• [Records]

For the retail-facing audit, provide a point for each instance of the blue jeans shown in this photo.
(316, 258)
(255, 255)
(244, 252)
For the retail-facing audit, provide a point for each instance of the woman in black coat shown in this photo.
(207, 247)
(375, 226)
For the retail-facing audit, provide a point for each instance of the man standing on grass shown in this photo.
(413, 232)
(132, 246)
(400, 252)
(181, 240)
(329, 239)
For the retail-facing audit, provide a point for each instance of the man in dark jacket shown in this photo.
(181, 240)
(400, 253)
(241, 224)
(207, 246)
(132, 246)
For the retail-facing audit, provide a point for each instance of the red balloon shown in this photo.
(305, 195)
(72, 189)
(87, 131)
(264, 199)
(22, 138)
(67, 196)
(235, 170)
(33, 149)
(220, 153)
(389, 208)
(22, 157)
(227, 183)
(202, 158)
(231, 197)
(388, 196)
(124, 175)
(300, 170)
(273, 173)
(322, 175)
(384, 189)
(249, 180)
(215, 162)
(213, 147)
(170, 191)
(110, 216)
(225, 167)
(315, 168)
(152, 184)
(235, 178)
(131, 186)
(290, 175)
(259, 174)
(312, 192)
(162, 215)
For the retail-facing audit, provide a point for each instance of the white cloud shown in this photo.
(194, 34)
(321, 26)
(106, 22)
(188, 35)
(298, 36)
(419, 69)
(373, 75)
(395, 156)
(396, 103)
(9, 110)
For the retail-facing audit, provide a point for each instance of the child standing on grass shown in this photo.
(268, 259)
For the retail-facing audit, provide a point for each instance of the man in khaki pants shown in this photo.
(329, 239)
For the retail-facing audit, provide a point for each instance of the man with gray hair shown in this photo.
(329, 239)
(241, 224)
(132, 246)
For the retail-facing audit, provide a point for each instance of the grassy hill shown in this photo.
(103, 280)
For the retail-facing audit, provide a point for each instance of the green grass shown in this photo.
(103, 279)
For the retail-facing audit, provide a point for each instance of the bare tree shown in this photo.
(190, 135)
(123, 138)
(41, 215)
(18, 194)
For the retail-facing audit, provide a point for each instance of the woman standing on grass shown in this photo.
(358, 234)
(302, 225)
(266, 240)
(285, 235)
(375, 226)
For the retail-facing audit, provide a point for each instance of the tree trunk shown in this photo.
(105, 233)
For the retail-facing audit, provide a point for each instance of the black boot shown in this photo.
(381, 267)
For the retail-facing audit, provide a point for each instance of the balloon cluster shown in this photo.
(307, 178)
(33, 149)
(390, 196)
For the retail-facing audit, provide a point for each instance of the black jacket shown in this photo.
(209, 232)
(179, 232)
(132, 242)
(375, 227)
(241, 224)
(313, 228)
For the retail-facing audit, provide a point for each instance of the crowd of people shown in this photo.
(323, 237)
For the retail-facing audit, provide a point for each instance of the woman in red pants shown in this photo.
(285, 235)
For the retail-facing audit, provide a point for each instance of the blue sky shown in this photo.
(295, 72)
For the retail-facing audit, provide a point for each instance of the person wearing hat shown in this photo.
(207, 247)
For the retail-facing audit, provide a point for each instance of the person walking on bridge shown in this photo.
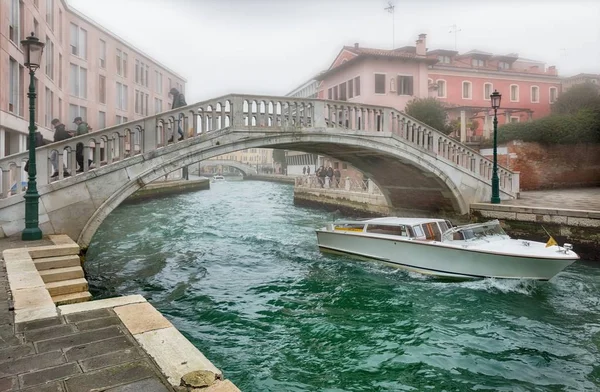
(178, 102)
(60, 134)
(82, 129)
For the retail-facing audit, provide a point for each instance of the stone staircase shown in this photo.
(63, 277)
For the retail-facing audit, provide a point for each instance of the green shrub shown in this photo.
(582, 127)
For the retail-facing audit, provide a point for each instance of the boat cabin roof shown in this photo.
(391, 221)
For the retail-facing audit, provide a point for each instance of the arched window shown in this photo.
(487, 91)
(441, 88)
(467, 90)
(535, 94)
(553, 94)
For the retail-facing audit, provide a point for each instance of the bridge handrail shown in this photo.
(244, 111)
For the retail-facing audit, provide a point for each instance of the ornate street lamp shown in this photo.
(495, 98)
(32, 49)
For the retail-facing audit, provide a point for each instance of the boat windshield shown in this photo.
(475, 231)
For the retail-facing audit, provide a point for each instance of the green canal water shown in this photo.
(237, 270)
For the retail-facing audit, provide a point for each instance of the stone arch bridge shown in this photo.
(415, 166)
(246, 170)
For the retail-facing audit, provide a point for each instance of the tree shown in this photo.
(579, 97)
(429, 111)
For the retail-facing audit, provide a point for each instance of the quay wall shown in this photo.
(553, 166)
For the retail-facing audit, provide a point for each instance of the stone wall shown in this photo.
(547, 167)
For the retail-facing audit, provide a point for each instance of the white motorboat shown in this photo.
(433, 246)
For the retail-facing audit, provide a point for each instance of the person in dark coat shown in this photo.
(39, 141)
(337, 175)
(178, 102)
(60, 134)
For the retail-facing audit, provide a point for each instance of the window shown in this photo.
(49, 107)
(121, 96)
(487, 91)
(444, 59)
(379, 84)
(59, 70)
(49, 51)
(77, 111)
(357, 86)
(157, 106)
(102, 54)
(60, 40)
(137, 71)
(405, 85)
(350, 88)
(467, 90)
(342, 89)
(101, 120)
(78, 41)
(102, 89)
(14, 28)
(441, 88)
(50, 13)
(13, 90)
(158, 81)
(121, 63)
(553, 94)
(78, 81)
(477, 63)
(514, 93)
(535, 94)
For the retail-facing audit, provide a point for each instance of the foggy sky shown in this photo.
(270, 46)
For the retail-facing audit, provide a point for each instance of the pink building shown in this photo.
(86, 71)
(465, 82)
(377, 76)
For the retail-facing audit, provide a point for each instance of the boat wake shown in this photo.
(521, 286)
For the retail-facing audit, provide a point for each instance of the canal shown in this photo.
(237, 270)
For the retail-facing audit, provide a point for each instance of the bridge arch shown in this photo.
(245, 169)
(408, 177)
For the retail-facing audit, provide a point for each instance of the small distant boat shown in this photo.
(435, 247)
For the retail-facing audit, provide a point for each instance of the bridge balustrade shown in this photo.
(242, 112)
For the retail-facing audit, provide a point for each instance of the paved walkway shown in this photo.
(79, 352)
(574, 199)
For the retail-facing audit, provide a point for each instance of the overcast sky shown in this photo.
(272, 46)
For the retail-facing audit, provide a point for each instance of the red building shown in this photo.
(465, 82)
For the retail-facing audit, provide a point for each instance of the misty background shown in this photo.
(270, 47)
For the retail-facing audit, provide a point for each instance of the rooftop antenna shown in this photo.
(454, 29)
(391, 8)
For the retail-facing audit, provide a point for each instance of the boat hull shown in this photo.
(438, 259)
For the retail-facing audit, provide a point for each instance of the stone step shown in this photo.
(72, 298)
(60, 274)
(67, 287)
(57, 262)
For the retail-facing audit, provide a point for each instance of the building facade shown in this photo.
(86, 71)
(378, 77)
(582, 78)
(466, 81)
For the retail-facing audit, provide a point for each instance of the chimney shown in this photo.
(422, 45)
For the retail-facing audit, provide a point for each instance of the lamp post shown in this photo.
(495, 98)
(32, 49)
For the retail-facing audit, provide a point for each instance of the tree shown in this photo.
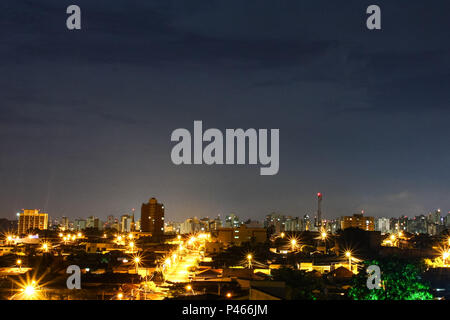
(400, 281)
(301, 285)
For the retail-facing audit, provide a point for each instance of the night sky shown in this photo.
(86, 116)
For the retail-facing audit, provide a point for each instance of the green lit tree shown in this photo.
(400, 281)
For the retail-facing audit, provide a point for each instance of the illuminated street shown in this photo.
(179, 272)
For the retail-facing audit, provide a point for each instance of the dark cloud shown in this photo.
(362, 115)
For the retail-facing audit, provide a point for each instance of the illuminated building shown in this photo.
(152, 218)
(241, 234)
(358, 221)
(32, 219)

• [Direction]
Pull every line of the data above out word for word, but leave the pictures out of your answer.

• [Solved exercise]
For the retail-facing audit, provide a point for each instance of the blue jeans shown in this photo.
(316, 258)
(255, 255)
(244, 252)
For the retail-facing audit, provide a point for each instance of the woman in black coat shown in this photo.
(207, 247)
(375, 226)
For the retail-facing audit, provide a point for each instance of the man standing on grass shown in this photo.
(413, 232)
(132, 246)
(400, 252)
(181, 240)
(329, 239)
For the retail-facing audit, provide a point for each instance of the man in dark jacket shown in this photo.
(181, 240)
(400, 253)
(241, 224)
(207, 246)
(132, 246)
For the retail-facing audit, provide a point for each instance of the red balloon shown in this photo.
(305, 195)
(72, 189)
(87, 131)
(264, 199)
(22, 138)
(67, 196)
(235, 170)
(33, 149)
(220, 153)
(389, 208)
(22, 157)
(227, 183)
(202, 158)
(231, 197)
(388, 196)
(124, 175)
(300, 170)
(273, 173)
(322, 175)
(384, 189)
(249, 180)
(215, 162)
(213, 147)
(170, 191)
(110, 216)
(225, 167)
(315, 168)
(152, 184)
(235, 178)
(131, 186)
(290, 175)
(259, 174)
(312, 192)
(162, 215)
For the retail-facing audit, provide a point for each instance of the white cloud shown in this photo.
(194, 34)
(321, 26)
(106, 22)
(188, 35)
(298, 36)
(419, 69)
(373, 75)
(395, 156)
(396, 103)
(9, 110)
For the retail-facing audit, provide a point for each instance of the child standing on grass shown in this photo.
(268, 259)
For the retail-facing audit, provide a point for each instance of the man in khaki pants shown in this photo.
(329, 239)
For the retail-facing audit, provide a point for each instance of the man with gray hair shown in this photo.
(329, 239)
(241, 224)
(132, 246)
For the retail-facing audit, provide a point for each instance of the grassy hill shown in this photo.
(103, 280)
For the retail-facing audit, provide a point for each instance of the green grass shown in this photo.
(103, 279)
For the retail-facing audit, provide a point for each instance of the bare tree shown in this photo.
(190, 135)
(123, 138)
(41, 215)
(18, 194)
For the retail-facing audit, provide a point for each instance of the woman standing on grass shown in this photo.
(358, 234)
(302, 225)
(266, 240)
(285, 235)
(375, 226)
For the retail-facing audit, provide a point for each instance of the tree trunk shown in this photo.
(105, 233)
For the retail-facing audit, provide a point for each instance of the black boot shown in this photo.
(381, 267)
For the retail-facing audit, provide a point for each instance of the balloon cluster shown in this photo.
(307, 178)
(33, 149)
(390, 196)
For the retail-facing audit, provide a point for each instance of the black jacket shown in this photo.
(209, 232)
(179, 232)
(132, 242)
(375, 227)
(241, 224)
(313, 228)
For the retail-facing audit, provide a point for each instance of the crowd of people shown in this photo.
(323, 237)
For the retail-facing audit, provide a point for each instance of the woman in red pants shown in this photo.
(285, 235)
For the retail-facing audit, provide a point for each instance of the blue sky shown in this photo.
(295, 72)
For the retail-facing audit, provide a point for each instance of the person wearing hat shown in this photo.
(207, 247)
For the retail-facing audit, provide a point for each instance of the person walking on bridge shown in this photo.
(178, 102)
(60, 134)
(82, 129)
For the retail-facing audit, provide a point for each instance of the stone staircase shown in this photo.
(63, 277)
For the retail-facing audit, provide a point for each instance of the green shrub shown in this photo.
(582, 127)
For the retail-facing audit, provide a point for each instance of the boat cabin roof shown in this photo.
(391, 221)
For the retail-facing audit, provide a point for each instance of the arched window shown in this photo.
(487, 91)
(441, 88)
(467, 90)
(535, 94)
(553, 94)
For the retail-facing audit, provide a point for each instance of the bridge handrail shown in this photo.
(244, 111)
For the retail-facing audit, provide a point for each instance of the ornate street lamp shown in this photo.
(495, 98)
(32, 49)
For the retail-facing audit, provide a point for each instance of the boat windshield shown in this photo.
(475, 231)
For the retail-facing audit, provide a point for each instance of the green canal water shown in this photo.
(237, 270)
For the retail-facing audit, provide a point for each instance of the stone arch bridge shown in this photo.
(415, 166)
(246, 170)
For the retail-facing audit, provide a point for each instance of the tree shown in this photo.
(579, 97)
(429, 111)
For the retail-facing audit, provide a point for each instance of the quay wall shown in this photo.
(553, 166)
For the retail-facing audit, provide a point for each instance of the stone wall shown in this photo.
(547, 167)
For the retail-facing audit, provide a point for each instance of the white motorboat shown in this photo.
(433, 246)
For the retail-facing audit, provide a point for each instance of the person in dark coat shown in this photo.
(39, 141)
(337, 175)
(178, 102)
(60, 134)
For the retail-facing audit, provide a point for each instance of the window shown in this photo.
(49, 107)
(121, 96)
(487, 91)
(444, 59)
(379, 84)
(59, 70)
(49, 51)
(77, 111)
(357, 86)
(157, 106)
(102, 54)
(60, 40)
(137, 71)
(405, 85)
(350, 88)
(467, 90)
(342, 89)
(101, 120)
(78, 41)
(102, 89)
(14, 28)
(441, 88)
(50, 13)
(13, 90)
(158, 81)
(121, 63)
(553, 94)
(78, 81)
(477, 63)
(514, 93)
(535, 94)
For the retail-facing audit, provide a point for each instance of the foggy sky shown in this photo.
(270, 46)
For the retail-facing audit, provide a point for each instance of the pink building shown in this photo.
(86, 71)
(465, 82)
(377, 76)
For the retail-facing audit, provide a point for each instance of the boat wake shown in this photo.
(521, 286)
For the retail-facing audit, provide a point for each instance of the canal shown in this photo.
(237, 270)
For the retail-facing audit, provide a point for each instance of the bridge arch shown in this photo.
(245, 169)
(408, 177)
For the retail-facing audit, provide a point for each instance of the small distant boat shown in this photo.
(435, 247)
For the retail-facing audit, provide a point for each instance of the bridge balustrade shown in this photo.
(242, 112)
For the retail-facing audit, provide a point for each instance of the paved walkway shown in this photo.
(79, 352)
(574, 199)
For the retail-facing audit, provide a point for each instance of the overcast sky shown in this photo.
(272, 46)
For the retail-facing audit, provide a point for each instance of the red building shown in this photo.
(465, 82)
For the retail-facing audit, provide a point for each instance of the misty background shown in this photo.
(270, 47)
For the retail-facing audit, provide a point for each instance of the rooftop antenna shown in this photo.
(454, 29)
(391, 8)
For the retail-facing audit, provide a point for each instance of the boat hull shown in this photo.
(438, 259)
For the retail-facing audit, provide a point for each instance of the stone step shown in this photo.
(72, 298)
(60, 274)
(67, 287)
(57, 262)
For the retail-facing audit, provide a point for each instance of the building facade shown in this photo.
(86, 71)
(378, 77)
(582, 78)
(466, 81)
For the retail-facing audit, provide a point for each instance of the chimney shown in this photo.
(422, 45)
For the retail-facing audit, provide a point for each instance of the lamp post shown in this photo.
(495, 98)
(32, 49)
For the retail-facing audit, provide a point for each instance of the tree shown in this photo.
(400, 281)
(301, 285)
For the retail-facing audit, provide a point for each instance of the night sky shown in this photo.
(86, 116)
For the retail-facing audit, provide a point for each instance of the green lit tree shown in this photo.
(400, 281)
For the retail-facing audit, provide a point for each instance of the illuminated street shown in this photo.
(179, 272)
For the retail-facing audit, provide a point for each instance of the dark cloud shown in this photo.
(362, 115)
For the retail-facing audit, provide a point for each instance of the illuminated building shown in this photo.
(152, 218)
(241, 234)
(358, 221)
(32, 219)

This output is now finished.